What the exercise asks -
Continue the passage below about 3D-printed micro-sized robot fish, picking up right after its last sentence.

Passage provided -
──────────

A novel method for 3D printing micro-sized robot fish may help realise a new generation of advanced microrobots. The process, developed by researchers in the US, uses a photosensitive polymer with added nanoparticles to provide functionality.
There are a number of ways of manufacturing micro-sized robots able to propel themselves through liquids. However, such approaches have typically been limited to constructing simple designs from uniform materials, which restricts the tasks such robots can perform.
In the current study, researchers from the University of California San Diego, US, report a simple method for creating more complicated micro-robots via ‘microscale continuous optical printing’ – to create the robots layer-by-layer from a photosensitive hydrogel of polyethylene glycol diacrylate (W. Zhu et al, doi: 10.1002/adma.201501372). When exposed to UV light, projected in the desired pattern by millions of independently-controlled micro-mirrors, each 100nm-thick layer is individually solidified from the gel.
The printing process is extremely rapid, producing an array of hundreds of microfish in seconds, and requires no harsh chemicals. Further, as the printing is based on a digital template, the micro-robot’s shapes can easily be adjusted to provide different configurations. In this study, for example, the researchers created robots shaped like various fish, sharks and manta rays.

──────────

Raw data -
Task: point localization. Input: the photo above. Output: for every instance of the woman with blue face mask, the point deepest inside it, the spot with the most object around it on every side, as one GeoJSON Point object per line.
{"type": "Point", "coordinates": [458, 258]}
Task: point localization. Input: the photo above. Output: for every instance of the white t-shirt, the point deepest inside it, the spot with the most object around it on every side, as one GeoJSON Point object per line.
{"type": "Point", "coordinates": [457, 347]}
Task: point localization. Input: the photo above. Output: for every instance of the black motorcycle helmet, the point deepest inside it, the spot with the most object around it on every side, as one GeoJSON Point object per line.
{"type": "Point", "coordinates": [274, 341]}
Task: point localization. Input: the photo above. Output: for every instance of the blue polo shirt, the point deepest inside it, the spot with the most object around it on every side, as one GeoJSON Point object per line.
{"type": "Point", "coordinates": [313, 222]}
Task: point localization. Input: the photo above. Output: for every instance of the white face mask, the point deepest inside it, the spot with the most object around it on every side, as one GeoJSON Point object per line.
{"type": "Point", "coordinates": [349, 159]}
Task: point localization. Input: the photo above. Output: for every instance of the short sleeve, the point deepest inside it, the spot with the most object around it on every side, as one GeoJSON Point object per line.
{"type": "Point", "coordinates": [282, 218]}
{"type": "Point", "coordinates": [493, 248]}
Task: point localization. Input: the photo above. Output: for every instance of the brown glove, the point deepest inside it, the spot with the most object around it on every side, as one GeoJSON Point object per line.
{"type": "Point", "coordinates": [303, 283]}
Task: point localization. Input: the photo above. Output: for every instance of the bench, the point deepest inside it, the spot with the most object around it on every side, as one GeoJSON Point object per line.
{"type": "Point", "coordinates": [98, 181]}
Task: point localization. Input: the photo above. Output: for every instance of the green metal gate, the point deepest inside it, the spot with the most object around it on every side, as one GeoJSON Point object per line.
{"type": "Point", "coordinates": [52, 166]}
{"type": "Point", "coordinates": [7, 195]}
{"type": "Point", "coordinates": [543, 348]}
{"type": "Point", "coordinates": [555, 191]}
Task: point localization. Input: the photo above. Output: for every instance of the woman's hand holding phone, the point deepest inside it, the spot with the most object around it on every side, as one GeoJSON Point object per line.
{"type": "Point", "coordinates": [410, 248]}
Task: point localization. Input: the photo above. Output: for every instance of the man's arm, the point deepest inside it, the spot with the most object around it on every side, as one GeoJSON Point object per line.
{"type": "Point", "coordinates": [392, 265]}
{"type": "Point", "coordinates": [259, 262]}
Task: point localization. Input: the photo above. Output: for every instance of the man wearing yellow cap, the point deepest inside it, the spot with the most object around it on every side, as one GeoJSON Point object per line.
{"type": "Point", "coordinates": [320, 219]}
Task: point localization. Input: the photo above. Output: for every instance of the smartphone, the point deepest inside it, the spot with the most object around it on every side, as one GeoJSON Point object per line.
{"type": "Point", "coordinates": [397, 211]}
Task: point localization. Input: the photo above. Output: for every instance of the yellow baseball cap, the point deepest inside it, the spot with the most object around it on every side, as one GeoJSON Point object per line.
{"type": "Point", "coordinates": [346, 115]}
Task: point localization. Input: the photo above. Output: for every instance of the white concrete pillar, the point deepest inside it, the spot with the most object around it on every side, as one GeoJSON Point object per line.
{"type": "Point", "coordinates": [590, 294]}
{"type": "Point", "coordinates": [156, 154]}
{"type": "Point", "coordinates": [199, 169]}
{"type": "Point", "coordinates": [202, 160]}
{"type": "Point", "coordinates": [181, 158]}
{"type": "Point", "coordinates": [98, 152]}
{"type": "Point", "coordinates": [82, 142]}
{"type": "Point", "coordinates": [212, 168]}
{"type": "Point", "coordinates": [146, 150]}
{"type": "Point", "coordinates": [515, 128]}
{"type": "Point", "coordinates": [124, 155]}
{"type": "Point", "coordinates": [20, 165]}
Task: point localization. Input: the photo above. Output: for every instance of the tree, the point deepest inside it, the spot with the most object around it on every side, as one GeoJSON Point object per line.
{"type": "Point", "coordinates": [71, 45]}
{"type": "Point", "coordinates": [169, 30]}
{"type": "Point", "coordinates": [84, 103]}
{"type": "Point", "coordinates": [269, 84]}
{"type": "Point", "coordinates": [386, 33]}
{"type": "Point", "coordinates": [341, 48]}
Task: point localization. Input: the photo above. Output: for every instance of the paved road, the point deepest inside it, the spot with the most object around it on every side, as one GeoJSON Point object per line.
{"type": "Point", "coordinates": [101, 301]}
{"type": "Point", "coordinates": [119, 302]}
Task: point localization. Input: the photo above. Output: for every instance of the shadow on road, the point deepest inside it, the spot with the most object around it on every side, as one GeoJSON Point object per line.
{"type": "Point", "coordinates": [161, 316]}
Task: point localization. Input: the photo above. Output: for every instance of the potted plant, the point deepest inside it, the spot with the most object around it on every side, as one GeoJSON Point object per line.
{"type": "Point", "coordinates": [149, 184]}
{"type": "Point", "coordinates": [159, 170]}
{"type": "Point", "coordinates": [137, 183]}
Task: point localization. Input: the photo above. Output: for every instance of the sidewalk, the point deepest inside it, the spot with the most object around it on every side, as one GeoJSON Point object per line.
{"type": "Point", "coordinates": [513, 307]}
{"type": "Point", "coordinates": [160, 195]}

──────────

Result of this task -
‘We have developed an entirely new method to engineer nature-inspired microscopic swimmers that have complex geometric structures and are smaller than the width of a human hair,’ says paper author Wei Zhu: ‘We can easily integrate different functions inside these tiny robotic swimmers for a broad spectrum of applications.’
This functionality comes from the addition of nanoparticles to each micro-robot during fabrication. As a demonstration, the researchers printed fish-shaped microrobots with three types of functional nanoparticles. Platinum nanoparticles were embedded in the tail of each microfish to provide propulsion – through a chemical reaction – when the microfish were placed in a solution of hydrogen peroxide. Iron oxide nanoparticles in the head of each robot allowed the researchers to guide them in particular directions by applying a magnetic field. Finally, polydiacetylene nanoparticles – which fluoresce when they capture harmful, pore-forming toxins – gave the microfish toxin-sensing and removal capabilities.
By altering the nanoparticles added, the researchers say, the robots could also be tailored for a variety of different tasks – including remote drug delivery, detoxification and in vivo sensing.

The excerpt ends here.